=== Section Start ===

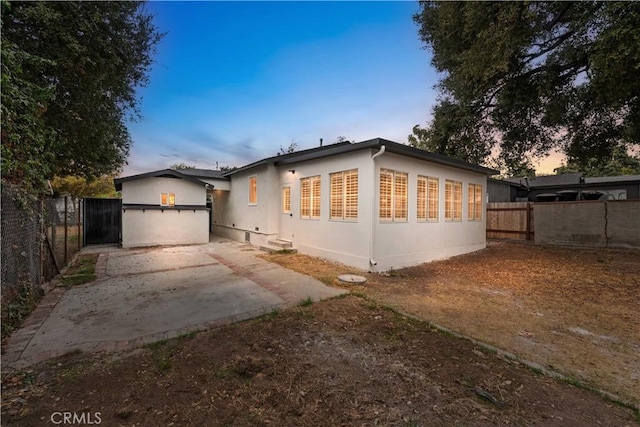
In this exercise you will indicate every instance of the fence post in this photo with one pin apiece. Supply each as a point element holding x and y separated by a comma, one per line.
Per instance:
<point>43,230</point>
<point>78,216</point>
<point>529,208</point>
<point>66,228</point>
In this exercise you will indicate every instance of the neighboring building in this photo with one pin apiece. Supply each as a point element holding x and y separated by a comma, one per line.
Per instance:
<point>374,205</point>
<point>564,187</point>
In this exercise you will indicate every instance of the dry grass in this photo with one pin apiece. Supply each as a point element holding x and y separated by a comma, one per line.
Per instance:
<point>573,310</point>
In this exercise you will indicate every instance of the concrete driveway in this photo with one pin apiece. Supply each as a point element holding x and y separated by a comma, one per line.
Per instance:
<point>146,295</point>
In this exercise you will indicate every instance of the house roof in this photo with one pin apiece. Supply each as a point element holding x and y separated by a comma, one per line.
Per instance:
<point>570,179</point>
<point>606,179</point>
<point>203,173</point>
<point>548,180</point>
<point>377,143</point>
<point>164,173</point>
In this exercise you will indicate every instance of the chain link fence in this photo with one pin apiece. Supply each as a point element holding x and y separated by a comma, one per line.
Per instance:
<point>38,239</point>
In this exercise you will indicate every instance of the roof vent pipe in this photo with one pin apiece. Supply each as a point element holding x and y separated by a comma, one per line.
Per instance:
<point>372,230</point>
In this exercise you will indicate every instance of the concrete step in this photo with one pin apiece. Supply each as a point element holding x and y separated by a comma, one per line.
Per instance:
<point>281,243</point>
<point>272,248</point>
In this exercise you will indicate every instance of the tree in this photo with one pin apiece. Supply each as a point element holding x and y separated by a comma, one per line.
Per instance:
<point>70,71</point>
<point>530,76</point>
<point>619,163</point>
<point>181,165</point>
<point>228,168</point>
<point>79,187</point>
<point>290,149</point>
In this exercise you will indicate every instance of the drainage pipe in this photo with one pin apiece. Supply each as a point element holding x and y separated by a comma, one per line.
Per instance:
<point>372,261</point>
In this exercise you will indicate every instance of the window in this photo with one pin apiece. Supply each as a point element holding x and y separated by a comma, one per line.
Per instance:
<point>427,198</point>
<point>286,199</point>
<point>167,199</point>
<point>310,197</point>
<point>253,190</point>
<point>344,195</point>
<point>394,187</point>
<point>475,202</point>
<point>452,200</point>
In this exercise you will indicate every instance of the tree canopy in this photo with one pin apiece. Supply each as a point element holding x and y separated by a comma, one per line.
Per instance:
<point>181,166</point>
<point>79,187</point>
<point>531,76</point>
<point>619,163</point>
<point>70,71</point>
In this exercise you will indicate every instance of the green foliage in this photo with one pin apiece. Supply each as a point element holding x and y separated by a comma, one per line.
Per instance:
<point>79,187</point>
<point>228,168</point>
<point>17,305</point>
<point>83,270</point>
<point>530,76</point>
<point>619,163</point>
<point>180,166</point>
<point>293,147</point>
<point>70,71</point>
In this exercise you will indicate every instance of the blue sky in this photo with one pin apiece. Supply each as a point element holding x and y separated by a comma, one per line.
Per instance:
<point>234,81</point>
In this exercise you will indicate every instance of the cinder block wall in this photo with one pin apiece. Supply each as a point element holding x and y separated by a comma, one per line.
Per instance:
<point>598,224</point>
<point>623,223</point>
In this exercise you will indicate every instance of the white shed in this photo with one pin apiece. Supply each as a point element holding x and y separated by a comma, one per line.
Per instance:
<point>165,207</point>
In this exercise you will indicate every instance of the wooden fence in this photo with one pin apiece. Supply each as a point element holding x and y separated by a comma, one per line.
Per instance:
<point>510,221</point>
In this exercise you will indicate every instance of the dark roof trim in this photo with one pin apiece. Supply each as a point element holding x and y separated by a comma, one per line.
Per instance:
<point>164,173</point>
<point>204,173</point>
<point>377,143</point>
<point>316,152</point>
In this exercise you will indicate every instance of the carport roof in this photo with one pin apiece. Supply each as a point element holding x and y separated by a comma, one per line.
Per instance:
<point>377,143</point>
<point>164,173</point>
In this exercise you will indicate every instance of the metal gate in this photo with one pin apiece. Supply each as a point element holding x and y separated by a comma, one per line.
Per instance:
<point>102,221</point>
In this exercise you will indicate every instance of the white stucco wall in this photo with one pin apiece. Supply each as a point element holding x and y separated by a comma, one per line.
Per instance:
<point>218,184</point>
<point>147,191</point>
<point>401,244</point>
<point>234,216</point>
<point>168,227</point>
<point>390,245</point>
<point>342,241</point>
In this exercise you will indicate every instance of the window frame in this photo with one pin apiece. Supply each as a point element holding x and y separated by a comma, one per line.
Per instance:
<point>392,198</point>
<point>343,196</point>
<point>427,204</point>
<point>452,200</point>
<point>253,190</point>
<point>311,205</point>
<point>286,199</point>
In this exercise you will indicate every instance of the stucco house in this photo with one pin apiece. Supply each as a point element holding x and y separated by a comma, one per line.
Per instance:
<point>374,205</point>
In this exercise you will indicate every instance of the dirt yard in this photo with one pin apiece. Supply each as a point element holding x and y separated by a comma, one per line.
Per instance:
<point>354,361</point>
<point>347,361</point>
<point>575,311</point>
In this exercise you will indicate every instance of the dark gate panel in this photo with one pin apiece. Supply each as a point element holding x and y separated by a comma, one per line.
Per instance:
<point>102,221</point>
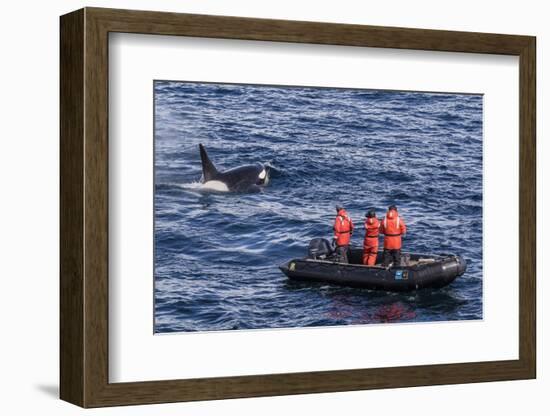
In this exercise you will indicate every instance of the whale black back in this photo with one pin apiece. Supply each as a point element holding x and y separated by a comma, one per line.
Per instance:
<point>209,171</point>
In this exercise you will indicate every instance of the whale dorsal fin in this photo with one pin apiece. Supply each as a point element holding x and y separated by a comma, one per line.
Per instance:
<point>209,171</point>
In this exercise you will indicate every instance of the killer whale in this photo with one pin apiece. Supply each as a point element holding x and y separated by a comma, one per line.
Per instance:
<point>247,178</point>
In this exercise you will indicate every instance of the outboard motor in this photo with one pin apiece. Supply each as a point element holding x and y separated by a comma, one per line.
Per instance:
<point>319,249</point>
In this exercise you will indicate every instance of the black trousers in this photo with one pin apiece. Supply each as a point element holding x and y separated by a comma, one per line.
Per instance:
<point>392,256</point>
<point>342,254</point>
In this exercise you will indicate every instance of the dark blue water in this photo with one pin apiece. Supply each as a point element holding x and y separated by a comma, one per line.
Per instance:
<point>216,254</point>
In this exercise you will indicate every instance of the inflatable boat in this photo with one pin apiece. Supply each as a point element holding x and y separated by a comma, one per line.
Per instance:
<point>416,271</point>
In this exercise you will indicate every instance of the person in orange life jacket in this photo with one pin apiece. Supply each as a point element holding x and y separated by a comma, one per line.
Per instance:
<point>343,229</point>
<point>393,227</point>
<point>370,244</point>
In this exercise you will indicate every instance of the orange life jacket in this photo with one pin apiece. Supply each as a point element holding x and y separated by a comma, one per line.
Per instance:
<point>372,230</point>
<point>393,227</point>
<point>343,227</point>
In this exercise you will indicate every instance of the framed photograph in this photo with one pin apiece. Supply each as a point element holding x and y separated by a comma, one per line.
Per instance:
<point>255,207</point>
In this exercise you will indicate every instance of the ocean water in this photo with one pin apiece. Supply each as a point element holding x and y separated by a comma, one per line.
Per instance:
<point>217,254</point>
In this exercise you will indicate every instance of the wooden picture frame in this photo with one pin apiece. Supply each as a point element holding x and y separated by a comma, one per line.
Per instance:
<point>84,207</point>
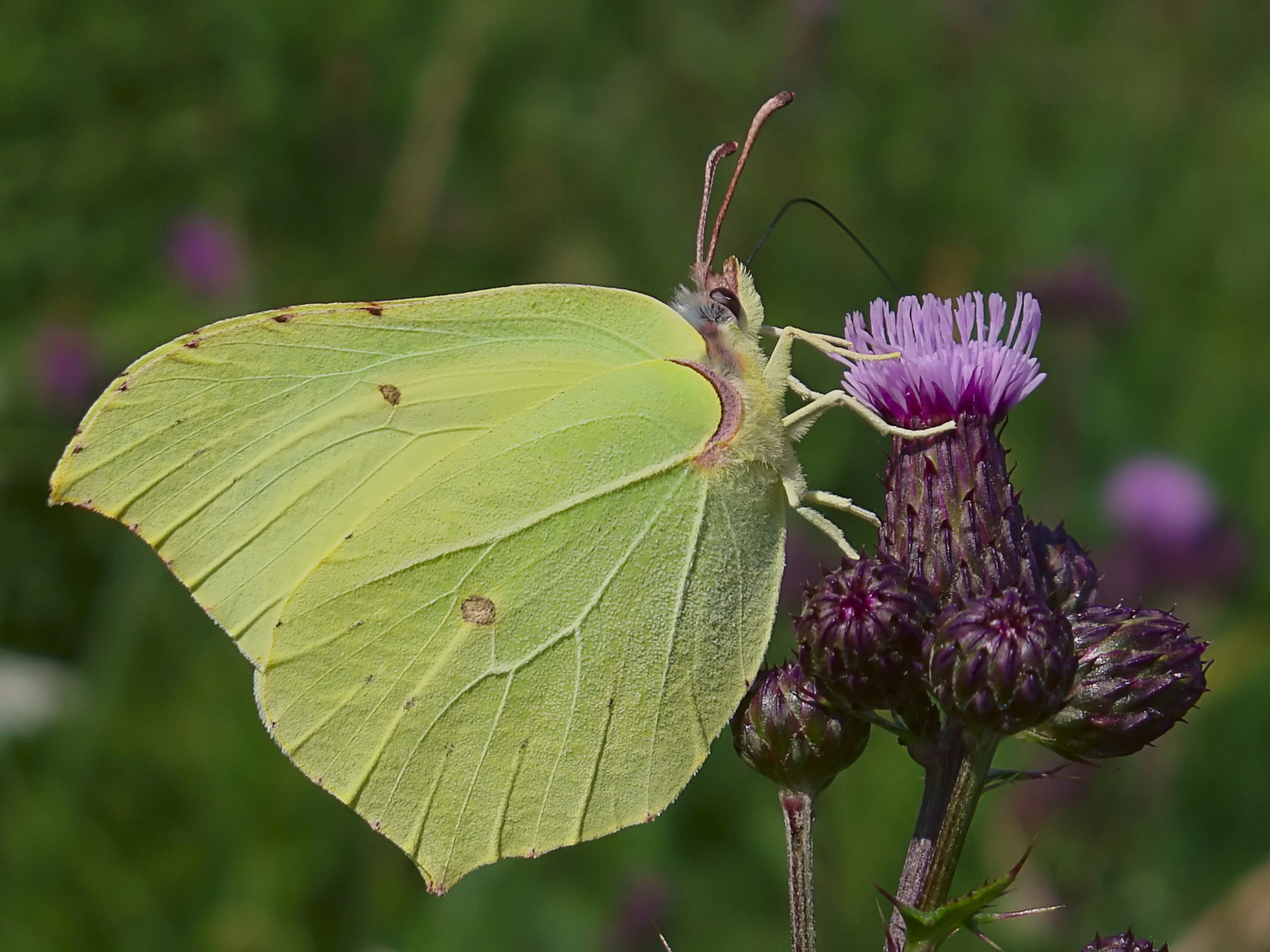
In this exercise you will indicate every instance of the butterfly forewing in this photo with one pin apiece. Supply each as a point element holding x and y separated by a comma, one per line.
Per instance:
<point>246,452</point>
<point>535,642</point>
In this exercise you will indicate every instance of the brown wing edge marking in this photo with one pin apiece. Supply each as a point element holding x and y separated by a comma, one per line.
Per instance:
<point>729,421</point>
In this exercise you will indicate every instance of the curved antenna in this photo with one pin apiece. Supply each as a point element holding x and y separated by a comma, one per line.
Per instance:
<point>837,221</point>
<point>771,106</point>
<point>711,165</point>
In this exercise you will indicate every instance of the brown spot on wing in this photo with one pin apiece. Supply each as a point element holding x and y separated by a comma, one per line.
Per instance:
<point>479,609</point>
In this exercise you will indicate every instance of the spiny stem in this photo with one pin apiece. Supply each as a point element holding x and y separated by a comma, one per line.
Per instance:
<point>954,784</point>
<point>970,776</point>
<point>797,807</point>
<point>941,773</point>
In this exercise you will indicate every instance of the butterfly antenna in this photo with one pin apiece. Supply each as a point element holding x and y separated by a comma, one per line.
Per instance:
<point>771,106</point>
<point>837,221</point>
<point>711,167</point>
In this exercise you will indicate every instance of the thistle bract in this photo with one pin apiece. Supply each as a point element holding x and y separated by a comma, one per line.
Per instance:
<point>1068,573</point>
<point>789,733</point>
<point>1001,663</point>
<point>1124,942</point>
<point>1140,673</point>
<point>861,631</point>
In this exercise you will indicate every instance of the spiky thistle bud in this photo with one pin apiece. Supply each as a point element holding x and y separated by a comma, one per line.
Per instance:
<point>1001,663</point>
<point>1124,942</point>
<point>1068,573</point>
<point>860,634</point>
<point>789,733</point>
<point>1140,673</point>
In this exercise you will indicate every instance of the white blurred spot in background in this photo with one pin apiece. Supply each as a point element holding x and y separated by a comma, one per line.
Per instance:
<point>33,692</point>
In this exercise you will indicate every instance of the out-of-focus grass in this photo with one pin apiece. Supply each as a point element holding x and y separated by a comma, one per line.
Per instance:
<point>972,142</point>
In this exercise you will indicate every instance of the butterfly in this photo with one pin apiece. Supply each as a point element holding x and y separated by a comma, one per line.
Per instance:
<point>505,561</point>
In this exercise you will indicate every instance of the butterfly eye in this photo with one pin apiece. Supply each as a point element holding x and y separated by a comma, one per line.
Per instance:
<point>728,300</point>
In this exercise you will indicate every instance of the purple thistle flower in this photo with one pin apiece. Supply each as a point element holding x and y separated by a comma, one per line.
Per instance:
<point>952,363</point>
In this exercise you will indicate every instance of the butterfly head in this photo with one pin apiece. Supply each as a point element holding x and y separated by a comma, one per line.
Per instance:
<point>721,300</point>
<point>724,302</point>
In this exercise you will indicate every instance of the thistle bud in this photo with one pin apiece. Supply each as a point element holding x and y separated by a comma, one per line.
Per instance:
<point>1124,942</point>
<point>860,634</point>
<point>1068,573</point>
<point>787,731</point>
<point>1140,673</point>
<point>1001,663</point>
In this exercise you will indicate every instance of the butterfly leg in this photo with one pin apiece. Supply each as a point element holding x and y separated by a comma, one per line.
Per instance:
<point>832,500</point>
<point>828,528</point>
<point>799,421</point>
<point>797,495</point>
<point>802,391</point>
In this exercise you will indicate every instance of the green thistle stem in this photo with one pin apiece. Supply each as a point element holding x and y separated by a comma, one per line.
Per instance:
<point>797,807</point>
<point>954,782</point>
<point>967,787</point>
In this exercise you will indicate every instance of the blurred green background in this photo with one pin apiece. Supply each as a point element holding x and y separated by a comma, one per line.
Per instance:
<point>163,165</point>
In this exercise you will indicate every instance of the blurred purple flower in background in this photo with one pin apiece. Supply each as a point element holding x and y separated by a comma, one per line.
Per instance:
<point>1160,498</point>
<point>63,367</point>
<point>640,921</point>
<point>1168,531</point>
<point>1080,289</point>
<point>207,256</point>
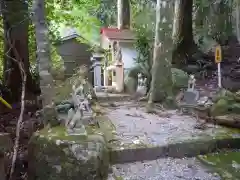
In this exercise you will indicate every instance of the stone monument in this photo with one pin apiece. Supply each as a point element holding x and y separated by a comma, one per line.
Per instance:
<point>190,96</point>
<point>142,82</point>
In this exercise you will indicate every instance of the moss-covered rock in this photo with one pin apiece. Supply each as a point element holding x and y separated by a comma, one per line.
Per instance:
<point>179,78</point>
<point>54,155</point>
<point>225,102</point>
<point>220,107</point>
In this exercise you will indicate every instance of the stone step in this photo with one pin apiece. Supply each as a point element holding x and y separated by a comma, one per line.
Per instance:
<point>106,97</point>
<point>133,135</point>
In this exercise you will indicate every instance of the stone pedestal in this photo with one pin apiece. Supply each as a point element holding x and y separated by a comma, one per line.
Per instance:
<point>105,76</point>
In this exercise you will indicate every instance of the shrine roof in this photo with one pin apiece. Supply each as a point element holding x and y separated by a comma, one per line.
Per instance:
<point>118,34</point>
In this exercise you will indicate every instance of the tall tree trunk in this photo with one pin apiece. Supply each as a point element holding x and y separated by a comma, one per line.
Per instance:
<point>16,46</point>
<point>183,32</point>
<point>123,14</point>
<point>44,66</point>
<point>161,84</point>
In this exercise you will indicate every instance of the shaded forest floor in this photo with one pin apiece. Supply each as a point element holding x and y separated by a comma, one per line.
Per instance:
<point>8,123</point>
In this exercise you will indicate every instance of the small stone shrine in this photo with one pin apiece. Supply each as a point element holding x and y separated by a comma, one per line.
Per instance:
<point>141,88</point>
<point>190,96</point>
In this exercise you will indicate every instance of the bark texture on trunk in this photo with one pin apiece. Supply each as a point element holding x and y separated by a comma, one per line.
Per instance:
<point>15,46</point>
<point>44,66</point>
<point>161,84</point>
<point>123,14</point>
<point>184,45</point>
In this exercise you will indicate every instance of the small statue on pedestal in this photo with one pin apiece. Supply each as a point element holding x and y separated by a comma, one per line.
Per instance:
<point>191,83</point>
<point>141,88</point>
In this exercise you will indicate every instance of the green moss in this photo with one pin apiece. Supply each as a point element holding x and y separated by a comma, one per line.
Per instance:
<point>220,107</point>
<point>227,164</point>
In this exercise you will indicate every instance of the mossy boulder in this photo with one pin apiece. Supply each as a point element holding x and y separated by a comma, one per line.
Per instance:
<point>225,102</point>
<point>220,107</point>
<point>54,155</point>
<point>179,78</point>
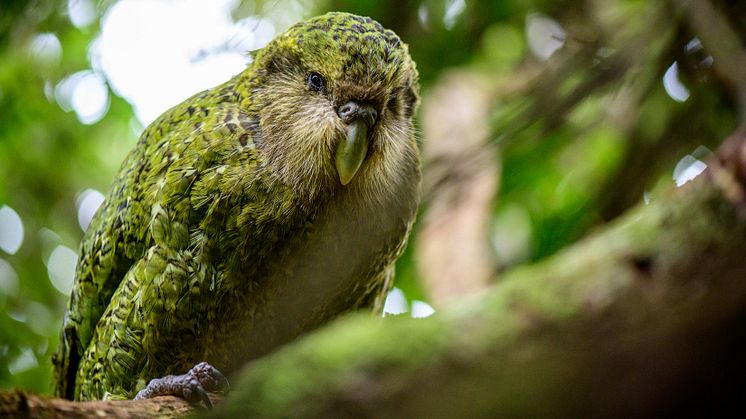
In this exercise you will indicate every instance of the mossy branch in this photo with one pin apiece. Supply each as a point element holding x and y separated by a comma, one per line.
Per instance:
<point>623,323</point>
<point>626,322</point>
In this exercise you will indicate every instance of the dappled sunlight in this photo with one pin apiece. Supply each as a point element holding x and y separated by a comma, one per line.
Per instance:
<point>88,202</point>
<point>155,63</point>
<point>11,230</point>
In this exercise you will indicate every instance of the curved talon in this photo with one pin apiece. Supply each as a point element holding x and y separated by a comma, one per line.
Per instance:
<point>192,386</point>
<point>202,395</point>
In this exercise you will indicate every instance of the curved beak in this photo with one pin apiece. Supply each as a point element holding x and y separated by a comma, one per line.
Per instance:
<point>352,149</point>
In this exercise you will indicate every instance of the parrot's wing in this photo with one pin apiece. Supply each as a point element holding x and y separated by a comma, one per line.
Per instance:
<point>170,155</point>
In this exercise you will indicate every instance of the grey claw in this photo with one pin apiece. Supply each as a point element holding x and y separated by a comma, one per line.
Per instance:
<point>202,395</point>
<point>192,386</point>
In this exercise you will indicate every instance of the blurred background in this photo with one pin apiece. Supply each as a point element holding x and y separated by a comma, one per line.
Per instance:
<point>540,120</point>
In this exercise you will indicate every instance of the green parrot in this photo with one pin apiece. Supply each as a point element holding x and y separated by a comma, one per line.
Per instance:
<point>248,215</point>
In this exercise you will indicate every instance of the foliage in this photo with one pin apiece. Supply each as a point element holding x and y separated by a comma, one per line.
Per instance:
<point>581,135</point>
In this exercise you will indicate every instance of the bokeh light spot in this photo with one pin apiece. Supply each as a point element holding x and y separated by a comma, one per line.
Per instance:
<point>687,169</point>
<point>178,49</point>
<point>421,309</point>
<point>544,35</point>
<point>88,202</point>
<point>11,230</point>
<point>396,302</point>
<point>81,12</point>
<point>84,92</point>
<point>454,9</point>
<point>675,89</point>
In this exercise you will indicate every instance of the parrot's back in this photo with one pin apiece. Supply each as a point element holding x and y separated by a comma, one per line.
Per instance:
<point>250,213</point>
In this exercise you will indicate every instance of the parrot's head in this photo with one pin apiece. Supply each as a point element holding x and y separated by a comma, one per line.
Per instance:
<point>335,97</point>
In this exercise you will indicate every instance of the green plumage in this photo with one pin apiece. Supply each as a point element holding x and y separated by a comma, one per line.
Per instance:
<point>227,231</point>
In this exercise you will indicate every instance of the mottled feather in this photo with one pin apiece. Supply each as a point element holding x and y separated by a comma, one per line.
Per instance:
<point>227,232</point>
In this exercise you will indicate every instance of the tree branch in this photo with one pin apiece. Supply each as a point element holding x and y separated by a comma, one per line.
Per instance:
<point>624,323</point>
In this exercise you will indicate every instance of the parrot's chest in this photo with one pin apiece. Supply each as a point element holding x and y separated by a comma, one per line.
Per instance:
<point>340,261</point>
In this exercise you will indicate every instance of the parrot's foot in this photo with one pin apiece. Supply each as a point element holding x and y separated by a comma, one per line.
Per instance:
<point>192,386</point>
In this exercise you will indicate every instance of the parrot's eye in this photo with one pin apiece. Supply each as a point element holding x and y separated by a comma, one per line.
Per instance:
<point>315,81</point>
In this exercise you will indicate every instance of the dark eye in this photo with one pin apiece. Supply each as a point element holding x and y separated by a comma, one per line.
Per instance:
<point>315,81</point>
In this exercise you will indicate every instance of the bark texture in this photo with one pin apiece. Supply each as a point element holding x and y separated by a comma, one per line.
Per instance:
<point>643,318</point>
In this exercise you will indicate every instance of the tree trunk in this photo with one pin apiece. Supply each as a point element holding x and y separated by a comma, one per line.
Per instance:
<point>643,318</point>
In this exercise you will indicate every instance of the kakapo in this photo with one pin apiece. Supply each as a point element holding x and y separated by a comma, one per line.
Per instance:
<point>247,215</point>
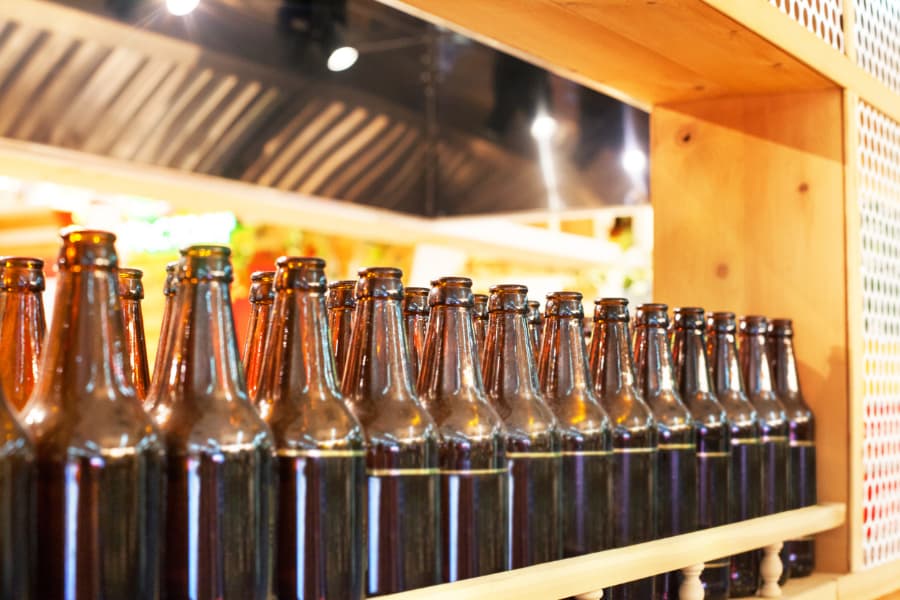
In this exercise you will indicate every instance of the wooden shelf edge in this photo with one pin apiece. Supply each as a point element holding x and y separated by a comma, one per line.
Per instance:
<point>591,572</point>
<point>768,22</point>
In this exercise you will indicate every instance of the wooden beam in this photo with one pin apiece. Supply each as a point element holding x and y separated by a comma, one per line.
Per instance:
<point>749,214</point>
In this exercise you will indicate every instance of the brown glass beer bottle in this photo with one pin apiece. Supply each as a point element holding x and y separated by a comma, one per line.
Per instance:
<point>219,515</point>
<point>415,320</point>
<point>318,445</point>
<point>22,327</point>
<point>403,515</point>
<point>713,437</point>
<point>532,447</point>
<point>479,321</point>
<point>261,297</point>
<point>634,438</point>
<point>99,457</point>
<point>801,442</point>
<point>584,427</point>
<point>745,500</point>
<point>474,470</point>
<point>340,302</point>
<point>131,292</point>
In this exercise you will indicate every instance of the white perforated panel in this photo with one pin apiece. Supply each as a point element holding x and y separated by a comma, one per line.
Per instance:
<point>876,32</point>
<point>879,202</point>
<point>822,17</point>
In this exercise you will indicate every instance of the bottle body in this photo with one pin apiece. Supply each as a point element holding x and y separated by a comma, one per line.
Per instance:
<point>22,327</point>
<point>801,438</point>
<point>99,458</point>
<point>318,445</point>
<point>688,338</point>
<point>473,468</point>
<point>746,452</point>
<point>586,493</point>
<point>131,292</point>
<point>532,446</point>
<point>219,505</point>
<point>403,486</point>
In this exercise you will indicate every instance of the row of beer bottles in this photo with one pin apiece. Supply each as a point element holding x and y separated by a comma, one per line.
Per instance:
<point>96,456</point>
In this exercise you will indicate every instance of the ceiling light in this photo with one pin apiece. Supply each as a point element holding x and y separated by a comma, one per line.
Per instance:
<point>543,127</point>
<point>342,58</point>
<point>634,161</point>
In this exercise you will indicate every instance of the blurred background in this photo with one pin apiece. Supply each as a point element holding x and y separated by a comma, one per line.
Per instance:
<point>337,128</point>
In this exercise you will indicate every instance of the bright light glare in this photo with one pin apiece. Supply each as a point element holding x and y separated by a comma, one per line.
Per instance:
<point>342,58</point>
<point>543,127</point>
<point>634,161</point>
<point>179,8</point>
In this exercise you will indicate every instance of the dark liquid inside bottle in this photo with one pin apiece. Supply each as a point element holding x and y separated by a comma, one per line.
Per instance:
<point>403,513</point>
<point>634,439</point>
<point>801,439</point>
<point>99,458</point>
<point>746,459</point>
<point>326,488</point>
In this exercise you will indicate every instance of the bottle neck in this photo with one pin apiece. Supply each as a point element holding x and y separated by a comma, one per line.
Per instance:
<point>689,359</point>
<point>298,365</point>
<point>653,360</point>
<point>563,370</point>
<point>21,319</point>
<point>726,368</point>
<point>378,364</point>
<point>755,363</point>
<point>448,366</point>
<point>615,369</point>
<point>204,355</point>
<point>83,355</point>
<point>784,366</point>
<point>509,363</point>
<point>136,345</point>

=== Section End ===

▸ Assigned task
Skip the pictures and quote each line of the entries above, from the first through the line with "In this exercise you will indicate every instance of the house", exactly as it appears.

▸ Solved problem
In this exercise you will indicate every instance of the fence post in this photo with one pin apiece. Supply each as a point element holding x and y separated by a comma, one per line.
Per instance:
<point>43,230</point>
<point>78,216</point>
<point>529,208</point>
<point>66,228</point>
In this exercise you will indicate every instance of the neighboring building in this photo with one pin apiece. Supply each as a point element holding x and y separated by a comma, one per line.
Per instance:
<point>374,205</point>
<point>564,187</point>
In this exercise you will indicate every instance of the dry grass in this photo with one pin apiece. Supply each as a point element holding x and y separated by a comma, one per line.
Per instance:
<point>573,310</point>
In this exercise you will indicate every instance of the concrete driveway in this photo with one pin apiece. Supply each as a point element holding x and y separated by a comma, one per line.
Per instance:
<point>146,295</point>
In this exercise you will indicate every instance of the house roof in this photo with one pin apiece. Supply each as a point element holding x and y separated by a comma, one per line.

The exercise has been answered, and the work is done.